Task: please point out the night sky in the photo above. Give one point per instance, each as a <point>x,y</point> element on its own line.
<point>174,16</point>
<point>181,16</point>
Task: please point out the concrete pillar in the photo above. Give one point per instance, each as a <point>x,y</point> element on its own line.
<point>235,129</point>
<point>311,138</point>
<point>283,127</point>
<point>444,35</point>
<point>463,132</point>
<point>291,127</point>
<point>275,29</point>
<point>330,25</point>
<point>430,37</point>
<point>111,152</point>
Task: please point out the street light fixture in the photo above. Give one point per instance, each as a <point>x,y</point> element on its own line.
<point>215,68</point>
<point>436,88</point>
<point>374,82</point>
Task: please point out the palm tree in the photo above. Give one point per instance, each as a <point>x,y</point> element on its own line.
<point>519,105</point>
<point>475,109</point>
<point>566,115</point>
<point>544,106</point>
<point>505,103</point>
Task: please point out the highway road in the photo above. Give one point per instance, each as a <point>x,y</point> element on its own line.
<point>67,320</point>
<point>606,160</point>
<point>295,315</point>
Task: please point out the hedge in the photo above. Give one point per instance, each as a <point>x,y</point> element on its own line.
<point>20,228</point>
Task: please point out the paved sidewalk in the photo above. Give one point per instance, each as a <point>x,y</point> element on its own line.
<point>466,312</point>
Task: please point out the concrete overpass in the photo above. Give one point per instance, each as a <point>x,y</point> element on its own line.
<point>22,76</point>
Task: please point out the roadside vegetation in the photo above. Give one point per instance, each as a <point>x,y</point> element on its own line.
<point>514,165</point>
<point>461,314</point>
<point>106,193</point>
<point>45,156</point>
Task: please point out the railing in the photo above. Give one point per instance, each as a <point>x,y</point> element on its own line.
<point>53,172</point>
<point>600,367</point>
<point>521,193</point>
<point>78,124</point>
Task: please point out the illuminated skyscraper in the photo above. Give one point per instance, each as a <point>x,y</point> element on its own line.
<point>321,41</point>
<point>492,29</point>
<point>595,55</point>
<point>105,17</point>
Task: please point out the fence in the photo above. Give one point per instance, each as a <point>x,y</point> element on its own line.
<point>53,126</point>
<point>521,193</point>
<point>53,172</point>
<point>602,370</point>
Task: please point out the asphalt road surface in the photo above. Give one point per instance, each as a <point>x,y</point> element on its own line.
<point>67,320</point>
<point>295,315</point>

+++++

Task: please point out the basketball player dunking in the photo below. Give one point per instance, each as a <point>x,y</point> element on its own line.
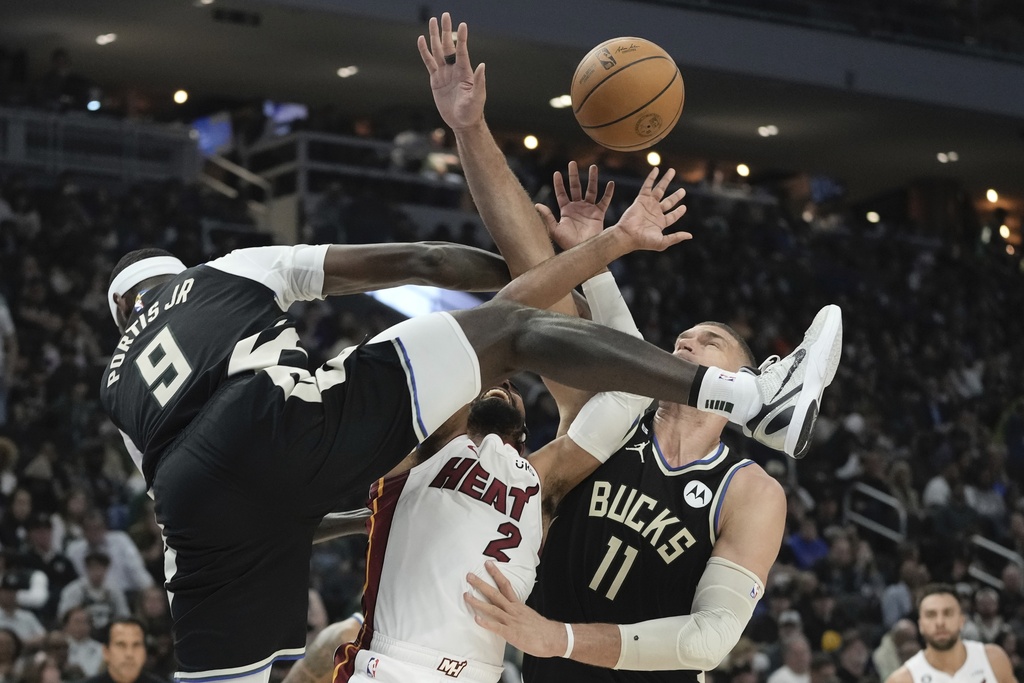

+++++

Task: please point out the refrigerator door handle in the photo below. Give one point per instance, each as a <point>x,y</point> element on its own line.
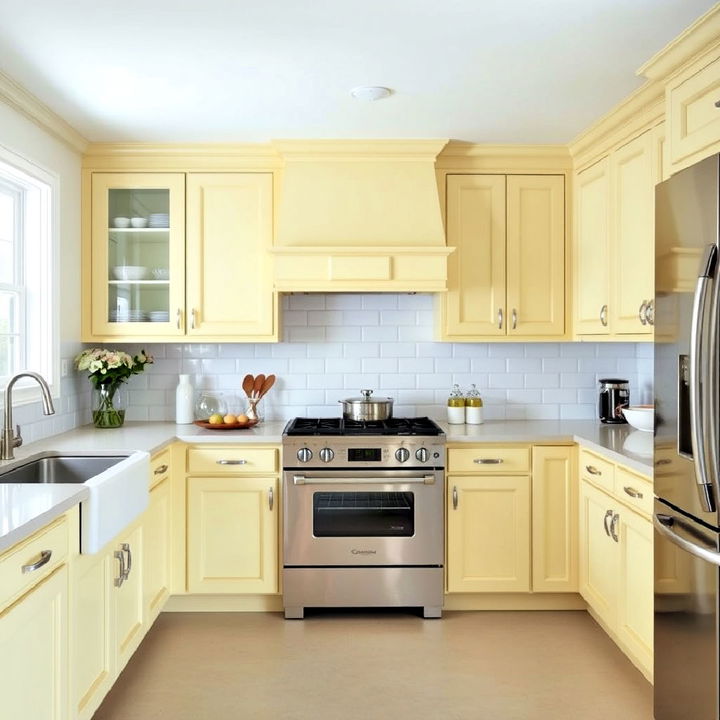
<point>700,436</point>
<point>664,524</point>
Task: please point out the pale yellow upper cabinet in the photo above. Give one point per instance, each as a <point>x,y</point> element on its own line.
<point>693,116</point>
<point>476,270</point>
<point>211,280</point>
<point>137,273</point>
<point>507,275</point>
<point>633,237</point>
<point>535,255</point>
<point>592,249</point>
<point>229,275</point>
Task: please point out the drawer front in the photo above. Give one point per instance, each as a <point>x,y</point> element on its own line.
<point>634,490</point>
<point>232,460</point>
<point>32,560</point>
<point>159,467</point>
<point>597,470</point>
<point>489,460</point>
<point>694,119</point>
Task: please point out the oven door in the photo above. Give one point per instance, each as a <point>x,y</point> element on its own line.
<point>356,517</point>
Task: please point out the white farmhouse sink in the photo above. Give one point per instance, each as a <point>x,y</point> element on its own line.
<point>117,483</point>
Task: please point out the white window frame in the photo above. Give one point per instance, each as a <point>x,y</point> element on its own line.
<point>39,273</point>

+++++

**Prompt**.
Which lines of the data contain the word "white", matching case? Report each of those lines in full.

**Completed exercise**.
Task: please point out the white farmhouse sink in the photo above. Give one point per instance, each as a <point>x,y</point> element on its own line.
Task: please point out the white window frame in the photo above. Give one point per instance, each as a <point>x,y</point> element on its own line.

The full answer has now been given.